◆ Excerpted data:
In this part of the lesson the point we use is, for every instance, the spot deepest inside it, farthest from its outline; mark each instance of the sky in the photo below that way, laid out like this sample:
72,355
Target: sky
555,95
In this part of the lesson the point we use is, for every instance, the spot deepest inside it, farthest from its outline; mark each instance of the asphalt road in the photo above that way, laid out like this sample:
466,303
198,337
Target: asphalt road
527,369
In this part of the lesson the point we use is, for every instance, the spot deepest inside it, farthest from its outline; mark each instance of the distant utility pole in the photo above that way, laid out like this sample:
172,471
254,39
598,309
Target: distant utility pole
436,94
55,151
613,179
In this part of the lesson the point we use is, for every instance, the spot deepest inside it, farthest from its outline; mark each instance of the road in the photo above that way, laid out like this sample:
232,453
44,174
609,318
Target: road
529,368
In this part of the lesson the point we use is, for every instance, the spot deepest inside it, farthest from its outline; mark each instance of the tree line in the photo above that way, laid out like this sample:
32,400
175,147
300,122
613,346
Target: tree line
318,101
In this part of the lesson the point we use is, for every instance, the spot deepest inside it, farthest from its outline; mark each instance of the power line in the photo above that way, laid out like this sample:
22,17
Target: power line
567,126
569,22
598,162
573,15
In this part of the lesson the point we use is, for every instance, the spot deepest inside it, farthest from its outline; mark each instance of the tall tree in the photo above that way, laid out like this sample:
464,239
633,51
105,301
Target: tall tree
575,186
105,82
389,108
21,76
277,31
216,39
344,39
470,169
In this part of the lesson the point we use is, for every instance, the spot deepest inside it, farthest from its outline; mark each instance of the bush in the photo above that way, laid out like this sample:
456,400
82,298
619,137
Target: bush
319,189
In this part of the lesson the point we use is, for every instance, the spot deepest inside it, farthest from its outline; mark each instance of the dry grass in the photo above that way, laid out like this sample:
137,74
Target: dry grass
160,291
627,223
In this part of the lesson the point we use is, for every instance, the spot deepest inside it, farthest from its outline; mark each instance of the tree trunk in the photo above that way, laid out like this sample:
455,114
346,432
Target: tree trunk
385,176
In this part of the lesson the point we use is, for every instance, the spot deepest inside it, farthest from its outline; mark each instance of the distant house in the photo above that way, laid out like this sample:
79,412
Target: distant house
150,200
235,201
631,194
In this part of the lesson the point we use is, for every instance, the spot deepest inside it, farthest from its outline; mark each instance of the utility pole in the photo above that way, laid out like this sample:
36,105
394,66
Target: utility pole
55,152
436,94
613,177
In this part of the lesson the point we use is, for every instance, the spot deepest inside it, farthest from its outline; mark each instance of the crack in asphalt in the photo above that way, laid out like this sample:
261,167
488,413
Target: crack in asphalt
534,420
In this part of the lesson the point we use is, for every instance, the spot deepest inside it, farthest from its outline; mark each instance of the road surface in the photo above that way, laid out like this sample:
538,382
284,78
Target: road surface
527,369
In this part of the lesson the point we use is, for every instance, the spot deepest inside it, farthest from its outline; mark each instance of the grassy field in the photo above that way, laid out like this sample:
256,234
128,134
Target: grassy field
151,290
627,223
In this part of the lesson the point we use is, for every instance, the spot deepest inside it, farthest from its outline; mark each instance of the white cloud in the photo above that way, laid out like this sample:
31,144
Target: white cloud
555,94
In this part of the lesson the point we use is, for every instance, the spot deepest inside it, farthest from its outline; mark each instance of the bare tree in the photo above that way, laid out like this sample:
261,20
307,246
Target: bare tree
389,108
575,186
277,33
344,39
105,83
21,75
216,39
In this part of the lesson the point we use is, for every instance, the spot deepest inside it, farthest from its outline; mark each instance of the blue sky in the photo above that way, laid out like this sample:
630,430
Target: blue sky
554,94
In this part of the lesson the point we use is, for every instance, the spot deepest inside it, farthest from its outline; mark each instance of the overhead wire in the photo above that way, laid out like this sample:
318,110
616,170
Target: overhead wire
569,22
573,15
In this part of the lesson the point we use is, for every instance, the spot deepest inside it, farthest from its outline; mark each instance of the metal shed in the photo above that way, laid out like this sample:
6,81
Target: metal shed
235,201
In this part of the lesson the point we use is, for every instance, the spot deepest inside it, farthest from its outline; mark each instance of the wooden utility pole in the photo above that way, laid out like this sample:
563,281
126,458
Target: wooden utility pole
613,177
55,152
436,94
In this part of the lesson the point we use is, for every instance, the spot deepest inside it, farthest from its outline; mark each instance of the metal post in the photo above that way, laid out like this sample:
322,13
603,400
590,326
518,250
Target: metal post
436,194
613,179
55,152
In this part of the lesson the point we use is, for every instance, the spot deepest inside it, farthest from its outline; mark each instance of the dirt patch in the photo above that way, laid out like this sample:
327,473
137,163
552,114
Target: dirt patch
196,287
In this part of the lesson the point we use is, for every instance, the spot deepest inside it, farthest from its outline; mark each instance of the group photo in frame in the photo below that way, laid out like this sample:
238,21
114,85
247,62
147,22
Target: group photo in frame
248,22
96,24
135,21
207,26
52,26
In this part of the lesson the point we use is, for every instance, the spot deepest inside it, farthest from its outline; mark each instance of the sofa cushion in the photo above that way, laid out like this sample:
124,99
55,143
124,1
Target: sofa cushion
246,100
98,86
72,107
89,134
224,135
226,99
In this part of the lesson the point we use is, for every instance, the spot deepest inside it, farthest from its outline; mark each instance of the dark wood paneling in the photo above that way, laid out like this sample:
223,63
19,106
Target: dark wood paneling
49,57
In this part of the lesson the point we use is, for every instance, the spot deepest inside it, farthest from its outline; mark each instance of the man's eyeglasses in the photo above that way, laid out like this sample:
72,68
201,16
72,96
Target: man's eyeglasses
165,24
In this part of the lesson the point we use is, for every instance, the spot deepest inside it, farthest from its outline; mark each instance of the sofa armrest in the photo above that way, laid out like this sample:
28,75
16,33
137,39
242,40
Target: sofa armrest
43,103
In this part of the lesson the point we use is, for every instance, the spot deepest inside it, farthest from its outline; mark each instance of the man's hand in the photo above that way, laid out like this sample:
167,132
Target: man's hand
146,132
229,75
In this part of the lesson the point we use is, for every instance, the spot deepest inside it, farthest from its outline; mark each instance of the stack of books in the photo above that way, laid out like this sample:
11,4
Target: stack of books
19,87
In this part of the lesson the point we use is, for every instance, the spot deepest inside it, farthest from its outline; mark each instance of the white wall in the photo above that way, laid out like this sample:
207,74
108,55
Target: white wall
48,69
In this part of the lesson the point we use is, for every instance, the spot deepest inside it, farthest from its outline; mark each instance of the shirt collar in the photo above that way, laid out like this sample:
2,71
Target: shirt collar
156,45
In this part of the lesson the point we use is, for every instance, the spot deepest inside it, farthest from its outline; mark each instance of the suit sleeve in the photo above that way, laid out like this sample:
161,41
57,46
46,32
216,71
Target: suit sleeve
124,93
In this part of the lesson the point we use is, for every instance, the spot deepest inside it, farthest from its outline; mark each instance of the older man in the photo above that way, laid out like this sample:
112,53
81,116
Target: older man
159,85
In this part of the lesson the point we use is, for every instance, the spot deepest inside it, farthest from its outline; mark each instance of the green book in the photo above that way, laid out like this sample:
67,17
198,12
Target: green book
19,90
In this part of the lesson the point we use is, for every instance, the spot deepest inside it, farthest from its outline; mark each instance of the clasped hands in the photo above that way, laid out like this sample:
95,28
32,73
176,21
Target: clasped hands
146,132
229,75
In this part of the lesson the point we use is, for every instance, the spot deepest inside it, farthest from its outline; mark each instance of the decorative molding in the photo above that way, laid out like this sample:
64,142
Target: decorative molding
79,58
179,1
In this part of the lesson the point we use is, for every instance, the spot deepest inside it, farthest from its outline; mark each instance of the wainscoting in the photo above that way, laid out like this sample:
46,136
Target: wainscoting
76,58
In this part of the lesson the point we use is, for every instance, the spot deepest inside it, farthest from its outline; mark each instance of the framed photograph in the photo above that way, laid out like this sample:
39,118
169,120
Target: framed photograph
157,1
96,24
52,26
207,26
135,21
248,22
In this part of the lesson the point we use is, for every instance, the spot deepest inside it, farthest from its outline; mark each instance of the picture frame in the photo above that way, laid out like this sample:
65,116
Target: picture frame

◆ Directions: Print everything in the records from the line containing "of the picture" down to the last line of the records, keeping each line unchanged.

◆ Answer in full:
In this part of the lesson the point we use is, for every instance, the spot deepest inside it, farthest from its outline; mark each instance of the picture frame in the photo above that way, laid out like this sample:
65,116
Target: picture frame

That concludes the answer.